[Extracted data entries]

• • • • •

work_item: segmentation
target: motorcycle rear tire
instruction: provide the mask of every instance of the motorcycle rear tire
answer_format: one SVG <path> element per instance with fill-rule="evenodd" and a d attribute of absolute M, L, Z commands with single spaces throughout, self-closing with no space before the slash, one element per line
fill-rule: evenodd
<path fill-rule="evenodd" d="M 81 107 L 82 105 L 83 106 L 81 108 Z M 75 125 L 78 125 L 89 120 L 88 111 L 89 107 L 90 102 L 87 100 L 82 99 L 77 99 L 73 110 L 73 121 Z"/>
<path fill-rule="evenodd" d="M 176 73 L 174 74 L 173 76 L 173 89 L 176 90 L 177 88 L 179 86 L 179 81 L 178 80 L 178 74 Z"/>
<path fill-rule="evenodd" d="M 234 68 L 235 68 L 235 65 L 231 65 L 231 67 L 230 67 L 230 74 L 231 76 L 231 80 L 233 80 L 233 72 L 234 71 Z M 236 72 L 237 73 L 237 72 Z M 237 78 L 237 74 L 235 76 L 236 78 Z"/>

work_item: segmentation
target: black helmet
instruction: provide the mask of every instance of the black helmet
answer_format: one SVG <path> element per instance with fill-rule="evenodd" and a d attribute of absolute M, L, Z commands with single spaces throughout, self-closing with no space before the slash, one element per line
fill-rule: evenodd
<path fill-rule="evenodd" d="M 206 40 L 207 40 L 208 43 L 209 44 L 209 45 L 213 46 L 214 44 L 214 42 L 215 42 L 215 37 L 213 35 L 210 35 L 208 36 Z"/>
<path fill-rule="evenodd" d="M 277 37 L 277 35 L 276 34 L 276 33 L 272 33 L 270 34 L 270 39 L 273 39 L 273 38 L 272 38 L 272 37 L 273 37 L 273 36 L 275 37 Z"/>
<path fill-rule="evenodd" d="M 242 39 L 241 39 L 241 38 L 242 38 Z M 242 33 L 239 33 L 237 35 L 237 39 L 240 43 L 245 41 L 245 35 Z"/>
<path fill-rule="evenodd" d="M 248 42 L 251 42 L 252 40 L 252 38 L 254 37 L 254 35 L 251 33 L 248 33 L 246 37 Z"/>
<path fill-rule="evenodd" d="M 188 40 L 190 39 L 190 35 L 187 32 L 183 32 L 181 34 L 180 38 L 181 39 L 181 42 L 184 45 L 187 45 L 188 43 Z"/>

• • • • •

- **The problem**
Rewrite all of the data above with "provide the mask" replaced by "give the outline" wherever it occurs. Keep every other character the same.

- **Expected answer**
work_item: segmentation
target: motorcycle rear tire
instruction: give the outline of every instance of the motorcycle rear tire
answer_format: one SVG <path> element per instance with fill-rule="evenodd" and a d attribute of absolute M, L, Z commands with single spaces throughout, self-closing with no space before the slash, one element per line
fill-rule: evenodd
<path fill-rule="evenodd" d="M 81 107 L 82 105 L 83 106 L 81 108 Z M 75 125 L 78 125 L 89 120 L 88 111 L 89 107 L 90 102 L 87 100 L 82 99 L 77 99 L 73 110 L 73 121 Z"/>
<path fill-rule="evenodd" d="M 176 73 L 174 74 L 173 76 L 173 89 L 176 90 L 177 88 L 179 86 L 179 81 L 178 80 L 178 74 Z"/>
<path fill-rule="evenodd" d="M 234 68 L 235 68 L 235 65 L 231 65 L 231 67 L 230 67 L 230 74 L 231 76 L 231 80 L 233 80 L 233 72 L 234 71 Z M 236 72 L 237 73 L 237 72 Z M 237 78 L 237 74 L 235 76 L 236 78 Z"/>

work_item: segmentation
target: black helmet
instruction: give the outline of every instance of the black helmet
answer_format: one SVG <path> element per instance with fill-rule="evenodd" and a d attribute of absolute M, L, Z commands with single spaces throughout, self-closing with no space before the slash, one element per line
fill-rule: evenodd
<path fill-rule="evenodd" d="M 206 40 L 207 40 L 208 43 L 209 44 L 209 45 L 213 46 L 214 44 L 214 42 L 215 42 L 215 37 L 213 35 L 210 35 L 208 36 Z"/>
<path fill-rule="evenodd" d="M 277 37 L 277 35 L 276 34 L 276 33 L 272 33 L 270 34 L 270 39 L 273 39 L 273 38 L 272 38 L 272 37 L 273 37 L 273 36 L 275 37 Z"/>
<path fill-rule="evenodd" d="M 242 39 L 241 39 L 241 38 L 242 38 Z M 242 33 L 239 33 L 237 35 L 237 39 L 240 43 L 245 41 L 245 35 Z"/>
<path fill-rule="evenodd" d="M 248 42 L 251 42 L 252 40 L 252 38 L 254 37 L 254 35 L 251 33 L 248 33 L 246 37 Z"/>
<path fill-rule="evenodd" d="M 188 40 L 190 39 L 190 35 L 187 32 L 183 32 L 181 34 L 180 38 L 181 39 L 181 42 L 184 45 L 187 45 L 188 43 Z"/>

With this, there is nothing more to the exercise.